TEXT:

▼

The Generalized Pareto Distribution (GPD)

Description

These functions provide information about the generalized Pareto distribution with threshold u. dgpd gives the density, pgpd gives the distribution function, qgpd gives the quantile function and rgpd generates random deviates.

Usage

rgpd(n = 1L, u = 0, sigmau = 1, xi = 0)

dgpd(x, u = 0, sigmau = 1, xi = 0, log = FALSE)

pgpd(q, u = 0, sigmau = 1, xi = 0, lower.tail = TRUE, log.p = FALSE)

qgpd(p, u = 0, sigmau = 1, xi = 0, lower.tail = TRUE, log.p = FALSE)

Arguments

Details

If u, sigmau or xi are not specified, they assume the default values of 0, 1 and 0 respectively.

The generalized Pareto distribution has density

f(x) = 1 / \sigma_u (1 + \xi z)^(- 1 / \xi - 1)

where z = (x - u) / \sigma_u and f(x) = exp(-z) if \xi is 0. The support is x \ge u for \xi \ge 0 and u \le x \le u - \sigma_u / \xi for \xi < 0.

The Expected value exists if \xi < 1 and is equal to

E(X) = u + \sigma_u / (1 - \xi)

▲

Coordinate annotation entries
▼

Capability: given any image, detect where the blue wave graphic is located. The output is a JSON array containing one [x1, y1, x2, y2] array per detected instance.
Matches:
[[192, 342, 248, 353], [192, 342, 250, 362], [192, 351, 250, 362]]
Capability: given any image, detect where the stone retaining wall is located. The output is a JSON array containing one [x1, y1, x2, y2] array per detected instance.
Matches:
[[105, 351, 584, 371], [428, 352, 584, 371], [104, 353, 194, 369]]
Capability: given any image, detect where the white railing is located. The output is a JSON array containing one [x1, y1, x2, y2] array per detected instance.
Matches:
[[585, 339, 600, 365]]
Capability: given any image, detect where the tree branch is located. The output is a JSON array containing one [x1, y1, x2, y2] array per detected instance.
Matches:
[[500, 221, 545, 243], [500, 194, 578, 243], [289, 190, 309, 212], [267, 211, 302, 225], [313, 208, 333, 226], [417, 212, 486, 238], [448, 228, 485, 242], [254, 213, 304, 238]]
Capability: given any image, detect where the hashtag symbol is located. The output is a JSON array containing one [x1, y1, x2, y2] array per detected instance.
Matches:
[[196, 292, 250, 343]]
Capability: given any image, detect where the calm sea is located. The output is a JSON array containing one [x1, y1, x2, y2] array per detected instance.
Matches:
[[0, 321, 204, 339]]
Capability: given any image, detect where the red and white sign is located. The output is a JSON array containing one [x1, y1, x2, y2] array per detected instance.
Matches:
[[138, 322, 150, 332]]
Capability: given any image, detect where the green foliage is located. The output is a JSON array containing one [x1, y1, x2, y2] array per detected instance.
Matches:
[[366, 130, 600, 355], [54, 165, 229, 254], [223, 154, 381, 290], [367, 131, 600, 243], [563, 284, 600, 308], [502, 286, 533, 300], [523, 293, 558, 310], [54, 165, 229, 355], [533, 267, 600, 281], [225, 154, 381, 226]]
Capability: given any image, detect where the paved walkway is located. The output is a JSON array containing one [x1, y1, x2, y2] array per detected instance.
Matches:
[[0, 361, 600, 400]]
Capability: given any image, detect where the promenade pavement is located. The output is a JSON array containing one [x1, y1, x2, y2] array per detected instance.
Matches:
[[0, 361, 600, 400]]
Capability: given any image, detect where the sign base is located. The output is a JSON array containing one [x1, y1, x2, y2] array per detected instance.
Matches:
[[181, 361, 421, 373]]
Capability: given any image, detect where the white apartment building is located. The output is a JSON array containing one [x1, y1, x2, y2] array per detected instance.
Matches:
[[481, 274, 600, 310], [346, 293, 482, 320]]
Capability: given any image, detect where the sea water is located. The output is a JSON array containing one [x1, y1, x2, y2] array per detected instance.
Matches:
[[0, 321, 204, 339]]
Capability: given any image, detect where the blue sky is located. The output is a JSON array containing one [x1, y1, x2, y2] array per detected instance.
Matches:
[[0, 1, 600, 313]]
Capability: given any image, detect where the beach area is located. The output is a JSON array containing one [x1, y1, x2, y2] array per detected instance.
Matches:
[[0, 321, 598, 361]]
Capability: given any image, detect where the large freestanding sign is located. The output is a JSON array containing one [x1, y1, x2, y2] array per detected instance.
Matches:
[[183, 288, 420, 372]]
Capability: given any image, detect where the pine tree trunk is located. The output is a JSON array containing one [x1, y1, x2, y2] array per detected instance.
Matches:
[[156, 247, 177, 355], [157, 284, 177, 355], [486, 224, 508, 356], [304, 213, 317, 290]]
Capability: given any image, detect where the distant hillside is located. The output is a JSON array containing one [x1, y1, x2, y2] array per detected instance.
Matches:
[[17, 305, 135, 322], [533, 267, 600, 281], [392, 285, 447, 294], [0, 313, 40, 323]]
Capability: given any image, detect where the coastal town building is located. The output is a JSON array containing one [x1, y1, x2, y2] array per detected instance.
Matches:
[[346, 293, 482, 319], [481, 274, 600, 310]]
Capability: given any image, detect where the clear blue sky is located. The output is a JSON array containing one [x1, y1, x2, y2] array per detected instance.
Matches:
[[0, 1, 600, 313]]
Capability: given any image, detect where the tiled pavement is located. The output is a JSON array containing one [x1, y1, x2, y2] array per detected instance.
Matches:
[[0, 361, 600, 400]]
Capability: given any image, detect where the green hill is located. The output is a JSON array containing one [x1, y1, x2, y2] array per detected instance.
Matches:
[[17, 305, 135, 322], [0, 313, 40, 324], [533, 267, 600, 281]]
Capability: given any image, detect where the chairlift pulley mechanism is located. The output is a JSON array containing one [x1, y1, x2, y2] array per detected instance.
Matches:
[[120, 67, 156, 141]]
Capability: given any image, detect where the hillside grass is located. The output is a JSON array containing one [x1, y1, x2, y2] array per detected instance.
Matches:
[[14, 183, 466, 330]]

▲

CHALLENGE 1:
List every function that the generalized Pareto distribution text names, and state what each one provides.
CHALLENGE 2:
Carry on the generalized Pareto distribution text from the point where it stops.

WRITTEN RESPONSE 1:
- dgpd: the density
- pgpd: the distribution function
- qgpd: the quantile function
- rgpd: random deviates

WRITTEN RESPONSE 2:
k-th moments exist in general for k\xi < 1.

Value

rgpd generates random deviates.

dgpd gives the density.

pgpd gives the distribution function.

qgpd gives the quantile function.

References

https://en.wikipedia.org/wiki/Generalized_Pareto_distribution

Examples

x <- rgpd(1000, u = 1, sigmau = 0.5, xi = 0.1)
xx <- seq(-1, 10, 0.01)
hist(x, breaks = 100, freq = FALSE, xlim = c(-1, 10))
lines(xx, dgpd(xx, u = 1, sigmau = 0.5, xi = 0.1))

plot(xx, dgpd(xx, u = 1, sigmau = 1, xi = 0), type = "l")
lines(xx, dgpd(xx, u = 0.5, sigmau = 1, xi = -0.3), col = "blue", lwd = 2)
lines(xx, dgpd(xx, u = 1.5, sigmau = 1, xi = 0.3), col = "red", lwd = 2)

plot(xx, dgpd(xx, u = 1, sigmau = 1, xi = 0), type = "l")
lines(xx, dgpd(xx, u = 1, sigmau = 0.5, xi = 0), col = "blue", lwd = 2)
lines(xx, dgpd(xx, u = 1, sigmau = 2, xi = 0), col = "red", lwd = 2)